>> Begin Records for the exercise

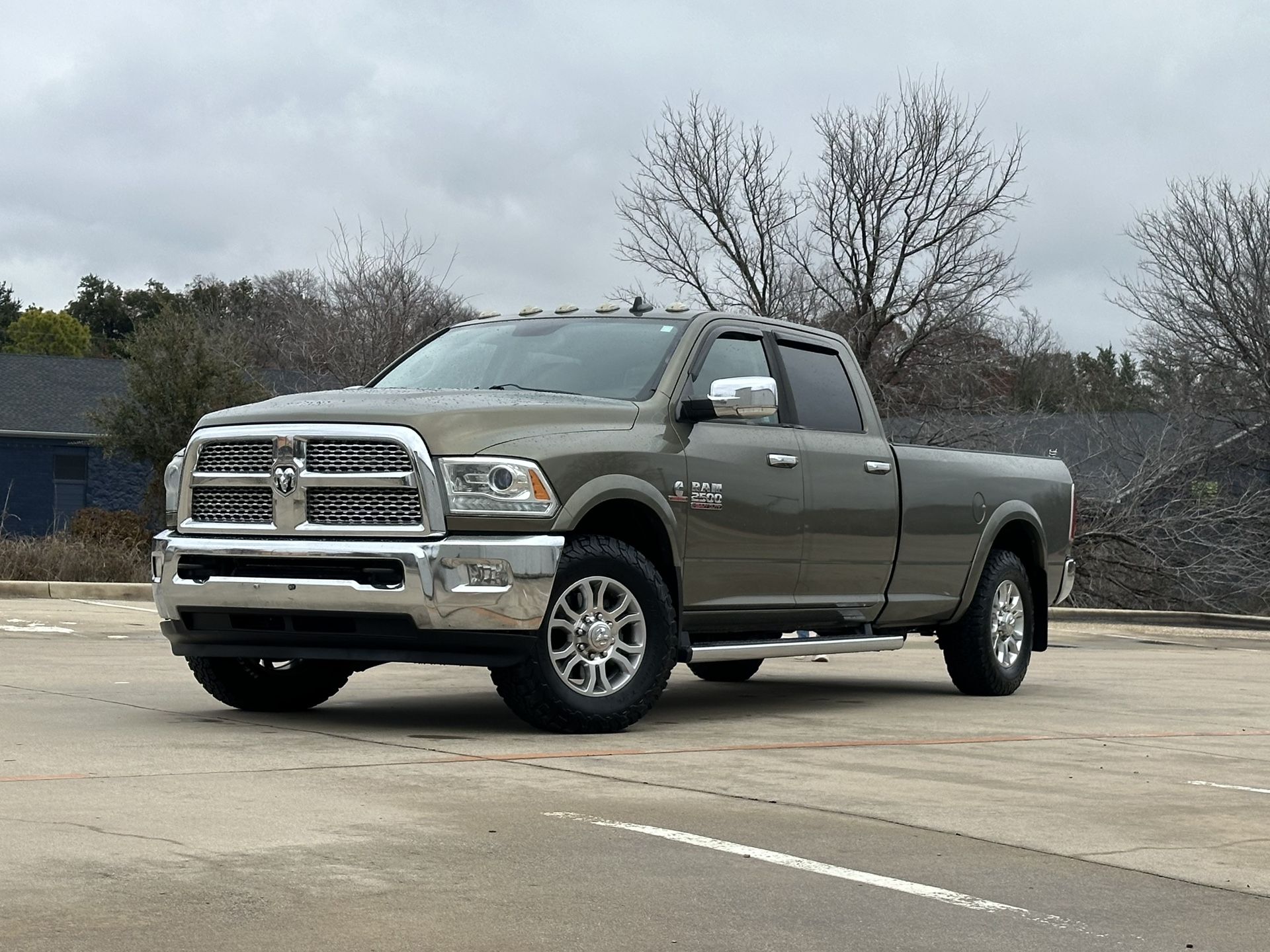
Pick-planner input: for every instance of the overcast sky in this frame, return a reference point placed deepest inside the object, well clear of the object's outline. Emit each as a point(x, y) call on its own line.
point(171, 140)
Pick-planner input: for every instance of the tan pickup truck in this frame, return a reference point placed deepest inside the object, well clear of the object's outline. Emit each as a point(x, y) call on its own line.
point(581, 500)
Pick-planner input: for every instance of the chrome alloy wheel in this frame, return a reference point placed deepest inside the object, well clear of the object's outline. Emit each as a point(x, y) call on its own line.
point(1007, 623)
point(596, 636)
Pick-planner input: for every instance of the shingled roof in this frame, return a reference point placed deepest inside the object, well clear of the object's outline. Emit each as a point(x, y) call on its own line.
point(55, 395)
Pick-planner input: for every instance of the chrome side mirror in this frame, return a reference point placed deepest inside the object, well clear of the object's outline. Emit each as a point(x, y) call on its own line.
point(734, 397)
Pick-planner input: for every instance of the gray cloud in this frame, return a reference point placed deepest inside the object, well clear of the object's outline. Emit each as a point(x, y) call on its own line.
point(168, 140)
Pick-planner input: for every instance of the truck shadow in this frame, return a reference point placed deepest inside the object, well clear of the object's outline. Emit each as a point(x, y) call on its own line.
point(469, 715)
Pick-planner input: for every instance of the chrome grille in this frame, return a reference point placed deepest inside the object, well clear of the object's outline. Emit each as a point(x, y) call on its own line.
point(365, 507)
point(356, 456)
point(247, 504)
point(243, 456)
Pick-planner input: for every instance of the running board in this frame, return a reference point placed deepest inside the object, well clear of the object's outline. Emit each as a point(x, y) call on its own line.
point(793, 648)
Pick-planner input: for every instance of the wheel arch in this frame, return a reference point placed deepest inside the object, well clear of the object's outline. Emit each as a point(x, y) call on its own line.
point(1016, 528)
point(632, 510)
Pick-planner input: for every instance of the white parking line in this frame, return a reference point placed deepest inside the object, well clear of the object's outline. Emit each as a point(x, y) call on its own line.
point(112, 604)
point(1228, 786)
point(841, 873)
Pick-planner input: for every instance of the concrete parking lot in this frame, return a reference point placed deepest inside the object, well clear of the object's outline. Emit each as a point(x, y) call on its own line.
point(1119, 800)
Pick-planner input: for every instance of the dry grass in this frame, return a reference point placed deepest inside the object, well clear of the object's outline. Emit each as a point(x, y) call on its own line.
point(62, 557)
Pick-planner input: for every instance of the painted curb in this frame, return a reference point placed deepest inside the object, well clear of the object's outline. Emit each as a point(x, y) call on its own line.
point(114, 590)
point(1176, 619)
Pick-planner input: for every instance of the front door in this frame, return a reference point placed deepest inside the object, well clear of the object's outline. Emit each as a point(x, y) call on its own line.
point(745, 492)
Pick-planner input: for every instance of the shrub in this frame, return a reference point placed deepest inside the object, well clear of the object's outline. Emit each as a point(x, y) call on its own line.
point(64, 557)
point(120, 527)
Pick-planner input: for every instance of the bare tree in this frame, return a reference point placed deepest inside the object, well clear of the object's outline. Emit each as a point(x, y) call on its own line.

>> End Records for the exercise

* [What is asked] Could you arrange the lines from the start of the rows through the line containing "point(581, 500)" as a Markdown table with the columns "No." and "Row line", skipping blank lines and leaving the pictures out?

* [Solution to this problem]
| No. | Row line |
|---|---|
| 1 | Pick-planner input: for every instance of the overcast sky in this frame, return a reference point placed deepest inside the object, well clear of the object's outline. Emit each as a point(x, y) call on its own line. |
| 2 | point(171, 140) |
| 3 | Pick-planner input: for every instance of the tan pickup truck in this frame, return a reference point placed deepest inside the object, well clear of the object's outline. Emit each as a point(x, y) call on its own line. |
| 4 | point(581, 500) |